**WORK TO BE COMPLETED**
Count the lines in the entries below that contain the string "blue", treating uppercase and lowercase as distinct. Give only the number.

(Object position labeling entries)
* * * * *
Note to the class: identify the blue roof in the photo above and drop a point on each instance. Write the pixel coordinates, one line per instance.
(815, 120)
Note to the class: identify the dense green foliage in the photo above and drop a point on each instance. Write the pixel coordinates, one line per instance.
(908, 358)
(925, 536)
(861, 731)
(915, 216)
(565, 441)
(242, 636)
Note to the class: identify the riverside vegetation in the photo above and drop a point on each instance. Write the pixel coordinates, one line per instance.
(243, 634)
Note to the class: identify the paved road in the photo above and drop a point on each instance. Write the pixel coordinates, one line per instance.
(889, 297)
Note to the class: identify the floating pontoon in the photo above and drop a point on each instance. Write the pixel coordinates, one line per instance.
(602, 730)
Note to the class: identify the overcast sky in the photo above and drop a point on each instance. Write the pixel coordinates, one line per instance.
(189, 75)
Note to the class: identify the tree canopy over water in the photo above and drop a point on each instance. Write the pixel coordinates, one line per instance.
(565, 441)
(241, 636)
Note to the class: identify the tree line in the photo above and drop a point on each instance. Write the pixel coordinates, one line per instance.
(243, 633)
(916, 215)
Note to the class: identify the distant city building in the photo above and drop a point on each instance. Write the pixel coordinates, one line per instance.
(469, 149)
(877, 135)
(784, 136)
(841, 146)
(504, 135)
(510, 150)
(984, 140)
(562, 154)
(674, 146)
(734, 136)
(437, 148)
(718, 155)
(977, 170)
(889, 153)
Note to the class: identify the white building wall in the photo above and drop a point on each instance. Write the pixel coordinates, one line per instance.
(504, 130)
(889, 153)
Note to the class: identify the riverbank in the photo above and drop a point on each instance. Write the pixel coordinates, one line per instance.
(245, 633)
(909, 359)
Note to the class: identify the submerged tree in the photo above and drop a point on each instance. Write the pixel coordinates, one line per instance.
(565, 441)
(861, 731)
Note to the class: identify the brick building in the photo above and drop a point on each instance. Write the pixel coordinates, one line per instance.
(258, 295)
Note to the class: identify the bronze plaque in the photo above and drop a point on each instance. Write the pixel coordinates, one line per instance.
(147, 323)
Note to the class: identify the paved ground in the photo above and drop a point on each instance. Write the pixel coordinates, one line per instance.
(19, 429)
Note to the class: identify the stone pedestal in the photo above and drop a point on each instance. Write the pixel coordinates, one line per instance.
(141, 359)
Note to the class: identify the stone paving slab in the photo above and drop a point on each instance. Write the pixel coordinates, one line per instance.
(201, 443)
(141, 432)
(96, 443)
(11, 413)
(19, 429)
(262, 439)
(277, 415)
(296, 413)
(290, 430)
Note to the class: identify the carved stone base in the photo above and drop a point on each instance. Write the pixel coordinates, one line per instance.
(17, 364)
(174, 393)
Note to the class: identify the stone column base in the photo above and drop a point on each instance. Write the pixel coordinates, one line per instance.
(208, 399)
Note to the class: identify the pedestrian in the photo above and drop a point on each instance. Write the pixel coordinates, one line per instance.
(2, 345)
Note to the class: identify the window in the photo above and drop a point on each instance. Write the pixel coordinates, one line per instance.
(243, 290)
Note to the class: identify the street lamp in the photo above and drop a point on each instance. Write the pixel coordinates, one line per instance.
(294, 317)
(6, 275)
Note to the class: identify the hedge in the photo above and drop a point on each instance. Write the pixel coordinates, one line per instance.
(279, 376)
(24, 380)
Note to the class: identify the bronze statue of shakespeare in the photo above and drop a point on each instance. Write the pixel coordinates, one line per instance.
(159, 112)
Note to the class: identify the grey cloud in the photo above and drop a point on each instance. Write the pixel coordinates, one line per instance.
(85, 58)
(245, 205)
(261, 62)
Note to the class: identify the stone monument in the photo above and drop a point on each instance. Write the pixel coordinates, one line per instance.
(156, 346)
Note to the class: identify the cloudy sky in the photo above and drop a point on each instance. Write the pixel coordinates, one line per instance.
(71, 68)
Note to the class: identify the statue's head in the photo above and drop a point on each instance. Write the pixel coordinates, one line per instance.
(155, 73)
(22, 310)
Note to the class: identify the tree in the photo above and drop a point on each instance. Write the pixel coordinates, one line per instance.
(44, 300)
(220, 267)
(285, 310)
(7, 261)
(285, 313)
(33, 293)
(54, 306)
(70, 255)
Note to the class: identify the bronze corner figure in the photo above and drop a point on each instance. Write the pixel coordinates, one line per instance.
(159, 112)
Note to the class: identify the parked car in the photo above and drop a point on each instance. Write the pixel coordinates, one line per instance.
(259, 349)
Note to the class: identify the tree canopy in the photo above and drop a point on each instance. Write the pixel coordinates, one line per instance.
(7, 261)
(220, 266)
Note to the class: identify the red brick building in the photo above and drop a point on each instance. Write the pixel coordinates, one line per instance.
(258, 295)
* * * * *
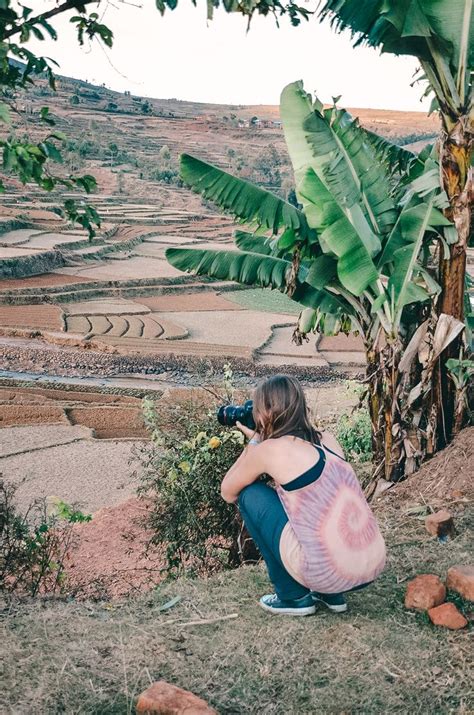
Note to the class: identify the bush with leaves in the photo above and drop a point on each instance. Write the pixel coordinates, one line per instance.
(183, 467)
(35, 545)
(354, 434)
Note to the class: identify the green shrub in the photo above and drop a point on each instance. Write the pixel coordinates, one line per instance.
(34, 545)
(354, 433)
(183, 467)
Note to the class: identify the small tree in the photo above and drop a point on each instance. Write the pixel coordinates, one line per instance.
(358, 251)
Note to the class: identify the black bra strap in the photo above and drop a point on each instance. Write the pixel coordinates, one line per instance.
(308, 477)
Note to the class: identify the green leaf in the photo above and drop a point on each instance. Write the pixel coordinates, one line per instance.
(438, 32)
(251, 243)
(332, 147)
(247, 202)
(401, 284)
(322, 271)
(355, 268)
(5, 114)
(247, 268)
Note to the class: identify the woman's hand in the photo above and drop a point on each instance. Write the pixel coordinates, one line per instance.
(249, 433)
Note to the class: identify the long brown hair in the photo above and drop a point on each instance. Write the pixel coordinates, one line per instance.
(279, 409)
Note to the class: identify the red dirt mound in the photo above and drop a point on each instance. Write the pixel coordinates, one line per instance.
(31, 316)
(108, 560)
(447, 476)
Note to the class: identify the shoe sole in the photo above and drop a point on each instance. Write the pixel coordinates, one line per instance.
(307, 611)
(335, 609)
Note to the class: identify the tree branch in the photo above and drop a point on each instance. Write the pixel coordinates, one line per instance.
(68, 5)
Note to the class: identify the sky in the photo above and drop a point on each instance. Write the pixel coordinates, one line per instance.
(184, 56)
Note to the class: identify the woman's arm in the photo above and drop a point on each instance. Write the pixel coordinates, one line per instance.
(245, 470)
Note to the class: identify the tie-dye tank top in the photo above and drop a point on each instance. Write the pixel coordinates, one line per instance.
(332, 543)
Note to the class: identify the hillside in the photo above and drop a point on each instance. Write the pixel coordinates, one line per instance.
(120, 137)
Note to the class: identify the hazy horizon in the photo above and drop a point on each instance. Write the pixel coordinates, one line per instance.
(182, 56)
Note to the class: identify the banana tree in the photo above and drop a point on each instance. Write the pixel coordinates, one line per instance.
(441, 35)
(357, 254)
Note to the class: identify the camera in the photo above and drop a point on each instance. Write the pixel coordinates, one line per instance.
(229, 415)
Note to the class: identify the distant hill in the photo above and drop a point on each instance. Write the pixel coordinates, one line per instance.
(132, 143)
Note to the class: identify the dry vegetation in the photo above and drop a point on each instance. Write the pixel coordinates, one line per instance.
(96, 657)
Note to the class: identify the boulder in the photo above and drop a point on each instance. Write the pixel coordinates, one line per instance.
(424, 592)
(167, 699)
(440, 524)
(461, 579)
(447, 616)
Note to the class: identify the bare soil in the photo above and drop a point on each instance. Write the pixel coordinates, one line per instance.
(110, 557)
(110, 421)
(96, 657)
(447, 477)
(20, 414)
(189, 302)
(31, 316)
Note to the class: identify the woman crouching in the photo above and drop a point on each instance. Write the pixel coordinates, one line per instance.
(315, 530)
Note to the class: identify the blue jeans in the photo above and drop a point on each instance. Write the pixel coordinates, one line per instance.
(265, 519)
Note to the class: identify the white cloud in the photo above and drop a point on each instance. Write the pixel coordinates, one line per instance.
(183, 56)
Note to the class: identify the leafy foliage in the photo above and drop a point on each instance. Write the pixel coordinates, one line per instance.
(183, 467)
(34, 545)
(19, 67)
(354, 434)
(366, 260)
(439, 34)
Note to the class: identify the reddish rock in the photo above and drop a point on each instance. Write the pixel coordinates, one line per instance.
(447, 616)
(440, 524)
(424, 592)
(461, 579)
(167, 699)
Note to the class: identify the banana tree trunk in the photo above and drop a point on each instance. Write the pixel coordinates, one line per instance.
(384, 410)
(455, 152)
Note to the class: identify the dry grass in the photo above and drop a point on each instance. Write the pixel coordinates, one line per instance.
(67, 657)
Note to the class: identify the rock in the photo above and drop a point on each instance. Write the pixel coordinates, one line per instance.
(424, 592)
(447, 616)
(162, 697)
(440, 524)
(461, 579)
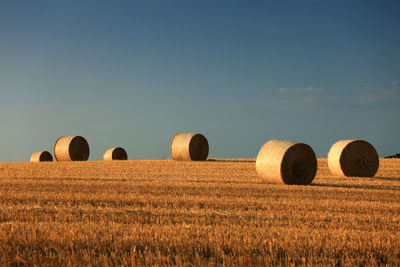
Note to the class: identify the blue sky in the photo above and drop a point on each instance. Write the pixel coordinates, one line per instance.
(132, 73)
* * * * *
**SOLUTION BELOW**
3